*Document excerpt*
* * * * * * * * *
Monthly Round-Up: January 2020

I know my blog’s been quiet this month, but I am reading. Promise. It’s just that I’m reading as part of my role as a judge for the Cybils Graphic Novels category, and I can’t post my thoughts until after the winners are announced.

Also: you know it’s been a month when I’ve read the most adult fiction of anything. Wild!

As for the other things I read this month:

Adult Fiction:

The Bear and the Nightingale
Qualityland
The Authenticity Project

Middle Grade:

A High Five for Glenn Burke
In the Footsteps of Crazy Horse

Young Adult:

Of Curses and Kisses

Non-Fiction:

The Witches Are Coming (audio book)

What was your favorite this month?

The Authenticity Project

by Clare Pooley
First sentence: “She had tried to return the book.”
Support your local independent bookstore: buy it there!
Release date: February 4, 2020
Review copy provided by the publisher.
Content: There is swearing, including multiple f-bombs. It will be in the adult fiction section of the bookstore.
* * * * * * * * *
Region outline entries:

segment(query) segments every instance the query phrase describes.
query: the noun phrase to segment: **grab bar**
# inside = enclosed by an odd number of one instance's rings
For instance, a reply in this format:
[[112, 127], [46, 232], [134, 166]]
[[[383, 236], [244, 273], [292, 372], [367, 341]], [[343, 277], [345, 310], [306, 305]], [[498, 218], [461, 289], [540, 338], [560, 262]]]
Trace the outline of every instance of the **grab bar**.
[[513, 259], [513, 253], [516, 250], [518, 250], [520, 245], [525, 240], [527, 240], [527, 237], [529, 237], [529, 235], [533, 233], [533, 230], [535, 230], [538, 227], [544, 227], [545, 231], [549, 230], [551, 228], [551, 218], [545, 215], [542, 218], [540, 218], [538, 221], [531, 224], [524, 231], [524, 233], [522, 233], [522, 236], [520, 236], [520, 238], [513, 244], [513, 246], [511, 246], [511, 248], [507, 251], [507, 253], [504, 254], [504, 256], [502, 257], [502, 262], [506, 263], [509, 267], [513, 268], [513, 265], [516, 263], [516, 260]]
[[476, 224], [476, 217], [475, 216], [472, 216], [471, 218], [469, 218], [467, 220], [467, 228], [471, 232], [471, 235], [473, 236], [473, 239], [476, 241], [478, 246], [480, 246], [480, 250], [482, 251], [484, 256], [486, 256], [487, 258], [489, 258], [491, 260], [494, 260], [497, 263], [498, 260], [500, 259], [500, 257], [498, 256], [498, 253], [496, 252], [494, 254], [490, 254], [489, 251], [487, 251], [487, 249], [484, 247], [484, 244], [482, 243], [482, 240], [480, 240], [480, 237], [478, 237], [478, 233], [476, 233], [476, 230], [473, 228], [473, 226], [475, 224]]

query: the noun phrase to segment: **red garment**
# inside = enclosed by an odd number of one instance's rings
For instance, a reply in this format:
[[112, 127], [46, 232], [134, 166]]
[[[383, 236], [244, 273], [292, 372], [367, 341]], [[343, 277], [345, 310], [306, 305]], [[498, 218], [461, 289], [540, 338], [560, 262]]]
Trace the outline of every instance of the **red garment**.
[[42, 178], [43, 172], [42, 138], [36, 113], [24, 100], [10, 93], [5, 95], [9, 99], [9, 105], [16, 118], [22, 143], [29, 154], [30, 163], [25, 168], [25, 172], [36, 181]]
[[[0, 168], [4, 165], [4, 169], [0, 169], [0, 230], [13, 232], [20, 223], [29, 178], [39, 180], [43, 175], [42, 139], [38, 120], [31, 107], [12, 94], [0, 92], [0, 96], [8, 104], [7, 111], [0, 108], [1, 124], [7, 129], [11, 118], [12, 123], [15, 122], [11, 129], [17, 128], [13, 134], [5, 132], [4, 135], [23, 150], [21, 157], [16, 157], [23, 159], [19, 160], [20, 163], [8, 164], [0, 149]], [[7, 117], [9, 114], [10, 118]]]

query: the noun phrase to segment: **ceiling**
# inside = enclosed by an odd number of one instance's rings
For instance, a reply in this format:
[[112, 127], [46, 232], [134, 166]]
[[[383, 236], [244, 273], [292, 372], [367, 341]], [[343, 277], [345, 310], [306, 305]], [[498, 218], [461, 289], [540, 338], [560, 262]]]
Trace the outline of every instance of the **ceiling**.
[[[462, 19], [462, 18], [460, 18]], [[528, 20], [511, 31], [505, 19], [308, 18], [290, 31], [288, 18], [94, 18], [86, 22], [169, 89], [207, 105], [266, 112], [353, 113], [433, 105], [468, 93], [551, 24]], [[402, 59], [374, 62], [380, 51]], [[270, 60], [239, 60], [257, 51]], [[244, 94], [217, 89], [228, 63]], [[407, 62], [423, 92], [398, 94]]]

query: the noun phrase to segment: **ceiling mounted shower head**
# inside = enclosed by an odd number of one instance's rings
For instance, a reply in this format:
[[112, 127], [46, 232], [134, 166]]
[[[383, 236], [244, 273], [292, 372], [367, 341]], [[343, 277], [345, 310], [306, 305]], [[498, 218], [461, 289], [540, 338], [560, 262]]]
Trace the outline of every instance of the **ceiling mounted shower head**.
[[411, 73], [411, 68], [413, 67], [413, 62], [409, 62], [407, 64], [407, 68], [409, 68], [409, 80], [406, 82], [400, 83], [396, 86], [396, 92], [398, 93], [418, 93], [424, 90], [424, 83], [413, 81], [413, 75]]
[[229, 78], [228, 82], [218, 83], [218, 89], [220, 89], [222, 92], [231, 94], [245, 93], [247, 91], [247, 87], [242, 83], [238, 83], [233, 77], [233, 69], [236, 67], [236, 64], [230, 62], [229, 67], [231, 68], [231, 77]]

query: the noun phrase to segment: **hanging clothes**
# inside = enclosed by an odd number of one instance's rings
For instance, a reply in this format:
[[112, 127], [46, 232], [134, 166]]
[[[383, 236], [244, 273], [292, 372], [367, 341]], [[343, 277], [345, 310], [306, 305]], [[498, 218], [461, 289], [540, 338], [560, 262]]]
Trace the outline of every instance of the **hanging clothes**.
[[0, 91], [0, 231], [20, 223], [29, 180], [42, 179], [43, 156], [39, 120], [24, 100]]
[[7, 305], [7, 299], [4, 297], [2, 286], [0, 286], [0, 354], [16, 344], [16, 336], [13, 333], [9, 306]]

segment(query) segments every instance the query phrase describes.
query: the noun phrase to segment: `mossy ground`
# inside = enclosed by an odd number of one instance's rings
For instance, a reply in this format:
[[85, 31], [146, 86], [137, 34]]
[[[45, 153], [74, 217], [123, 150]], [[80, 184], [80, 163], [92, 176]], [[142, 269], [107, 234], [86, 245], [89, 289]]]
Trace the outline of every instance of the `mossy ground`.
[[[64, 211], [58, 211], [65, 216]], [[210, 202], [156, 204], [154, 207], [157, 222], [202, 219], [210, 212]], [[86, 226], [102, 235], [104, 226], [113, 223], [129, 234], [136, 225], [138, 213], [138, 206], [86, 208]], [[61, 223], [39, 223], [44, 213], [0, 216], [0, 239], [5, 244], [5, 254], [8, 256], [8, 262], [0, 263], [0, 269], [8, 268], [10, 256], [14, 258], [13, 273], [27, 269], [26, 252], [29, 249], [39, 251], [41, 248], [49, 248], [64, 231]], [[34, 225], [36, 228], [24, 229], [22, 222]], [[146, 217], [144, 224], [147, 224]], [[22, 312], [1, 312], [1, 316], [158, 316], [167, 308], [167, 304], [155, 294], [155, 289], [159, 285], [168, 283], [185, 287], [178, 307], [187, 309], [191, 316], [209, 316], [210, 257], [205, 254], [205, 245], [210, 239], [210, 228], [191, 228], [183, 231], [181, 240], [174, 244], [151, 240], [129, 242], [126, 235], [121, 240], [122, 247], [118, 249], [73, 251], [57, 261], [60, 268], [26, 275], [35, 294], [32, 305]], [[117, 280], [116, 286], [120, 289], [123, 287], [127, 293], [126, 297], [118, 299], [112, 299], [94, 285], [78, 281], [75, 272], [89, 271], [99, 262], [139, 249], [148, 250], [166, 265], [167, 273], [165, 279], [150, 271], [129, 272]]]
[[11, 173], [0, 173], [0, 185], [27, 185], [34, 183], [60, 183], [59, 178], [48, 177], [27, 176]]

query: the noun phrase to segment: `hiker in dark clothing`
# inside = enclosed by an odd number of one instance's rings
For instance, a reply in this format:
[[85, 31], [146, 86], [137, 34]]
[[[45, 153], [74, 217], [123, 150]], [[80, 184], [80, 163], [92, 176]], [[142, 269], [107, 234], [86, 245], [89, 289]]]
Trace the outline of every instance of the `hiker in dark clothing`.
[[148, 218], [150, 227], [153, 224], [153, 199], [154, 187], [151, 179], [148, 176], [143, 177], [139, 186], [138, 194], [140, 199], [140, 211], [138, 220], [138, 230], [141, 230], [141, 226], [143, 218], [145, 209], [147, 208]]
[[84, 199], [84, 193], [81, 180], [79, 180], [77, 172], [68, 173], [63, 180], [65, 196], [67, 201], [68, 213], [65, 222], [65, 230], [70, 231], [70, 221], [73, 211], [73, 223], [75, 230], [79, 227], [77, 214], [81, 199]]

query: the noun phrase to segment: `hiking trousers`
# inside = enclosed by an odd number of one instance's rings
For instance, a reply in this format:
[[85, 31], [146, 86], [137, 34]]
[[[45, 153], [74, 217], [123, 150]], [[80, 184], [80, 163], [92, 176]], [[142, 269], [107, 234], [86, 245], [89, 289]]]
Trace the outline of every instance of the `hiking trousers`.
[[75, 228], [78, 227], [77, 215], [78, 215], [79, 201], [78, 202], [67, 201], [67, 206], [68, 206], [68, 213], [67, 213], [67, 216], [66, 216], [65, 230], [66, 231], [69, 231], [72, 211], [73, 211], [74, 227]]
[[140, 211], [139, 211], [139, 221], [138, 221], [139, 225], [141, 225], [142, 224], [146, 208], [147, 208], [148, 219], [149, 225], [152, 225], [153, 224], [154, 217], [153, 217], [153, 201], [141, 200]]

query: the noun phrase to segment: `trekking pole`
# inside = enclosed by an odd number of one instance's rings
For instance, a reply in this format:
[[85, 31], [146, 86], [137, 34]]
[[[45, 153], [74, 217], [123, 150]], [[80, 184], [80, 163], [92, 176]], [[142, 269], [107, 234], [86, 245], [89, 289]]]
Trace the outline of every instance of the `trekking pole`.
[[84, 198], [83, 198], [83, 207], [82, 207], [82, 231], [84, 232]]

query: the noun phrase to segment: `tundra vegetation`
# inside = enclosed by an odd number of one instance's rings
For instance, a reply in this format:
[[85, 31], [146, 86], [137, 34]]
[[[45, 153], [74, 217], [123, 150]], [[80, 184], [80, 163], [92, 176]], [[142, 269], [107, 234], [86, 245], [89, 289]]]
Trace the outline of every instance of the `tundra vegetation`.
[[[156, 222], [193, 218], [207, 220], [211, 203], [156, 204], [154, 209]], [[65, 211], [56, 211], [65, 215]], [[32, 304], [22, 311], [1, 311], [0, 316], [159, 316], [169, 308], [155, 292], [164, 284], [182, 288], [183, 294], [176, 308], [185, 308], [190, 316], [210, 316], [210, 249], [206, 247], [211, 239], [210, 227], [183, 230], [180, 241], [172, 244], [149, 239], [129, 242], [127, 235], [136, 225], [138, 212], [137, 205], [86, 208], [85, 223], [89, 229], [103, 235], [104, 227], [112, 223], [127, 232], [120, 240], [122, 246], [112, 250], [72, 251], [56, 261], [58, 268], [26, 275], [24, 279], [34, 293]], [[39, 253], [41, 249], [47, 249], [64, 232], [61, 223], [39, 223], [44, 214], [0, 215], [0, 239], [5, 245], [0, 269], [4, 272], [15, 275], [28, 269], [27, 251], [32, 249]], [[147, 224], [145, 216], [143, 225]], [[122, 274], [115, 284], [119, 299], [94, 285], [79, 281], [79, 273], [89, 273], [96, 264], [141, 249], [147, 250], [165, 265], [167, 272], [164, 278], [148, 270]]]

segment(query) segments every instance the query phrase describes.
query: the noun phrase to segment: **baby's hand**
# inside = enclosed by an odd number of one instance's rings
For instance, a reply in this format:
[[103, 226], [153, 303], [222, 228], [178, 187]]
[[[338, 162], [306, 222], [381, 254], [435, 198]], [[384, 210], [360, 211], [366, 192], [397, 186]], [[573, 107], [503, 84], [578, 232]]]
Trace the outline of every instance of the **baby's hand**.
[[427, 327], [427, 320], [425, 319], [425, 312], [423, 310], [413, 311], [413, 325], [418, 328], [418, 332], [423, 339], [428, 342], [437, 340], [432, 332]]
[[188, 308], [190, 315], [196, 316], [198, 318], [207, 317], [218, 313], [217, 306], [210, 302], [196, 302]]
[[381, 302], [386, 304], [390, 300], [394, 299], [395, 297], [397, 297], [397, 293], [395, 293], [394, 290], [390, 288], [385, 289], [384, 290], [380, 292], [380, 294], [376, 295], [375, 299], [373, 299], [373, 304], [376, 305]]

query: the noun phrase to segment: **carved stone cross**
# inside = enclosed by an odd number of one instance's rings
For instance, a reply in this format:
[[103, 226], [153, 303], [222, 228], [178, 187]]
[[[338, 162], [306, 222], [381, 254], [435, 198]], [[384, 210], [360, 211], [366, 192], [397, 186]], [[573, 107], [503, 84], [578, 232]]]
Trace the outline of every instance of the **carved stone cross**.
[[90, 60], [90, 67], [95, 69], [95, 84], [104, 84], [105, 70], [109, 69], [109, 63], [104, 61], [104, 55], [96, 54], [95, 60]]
* * * * * * * * *
*Required work*
1/ Answer these questions about the January 2020 round-up.
(a) In which Cybils category is the blogger serving as a judge?
(b) Which title appears under the Young Adult heading?
(c) What release date is given for The Authenticity Project?
2/ Print the passage of the January 2020 round-up from "The Witches Are" up to and including "by the publisher.".
3/ List every book title that the January 2020 round-up places under its category headings.

*Exercise answers*
1/
(a) Graphic Novels
(b) Of Curses and Kisses
(c) February 4, 2020

2/
The Witches Are Coming (audio book)

What was your favorite this month?

The Authenticity Project

by Clare Pooley
First sentence: “She had tried to return the book.”
Support your local independent bookstore: buy it there!
Release date: February 4, 2020
Review copy provided by the publisher.

3/
The Bear and the Nightingale
Qualityland
The Authenticity Project
A High Five for Glenn Burke
In the Footsteps of Crazy Horse
Of Curses and Kisses
The Witches Are Coming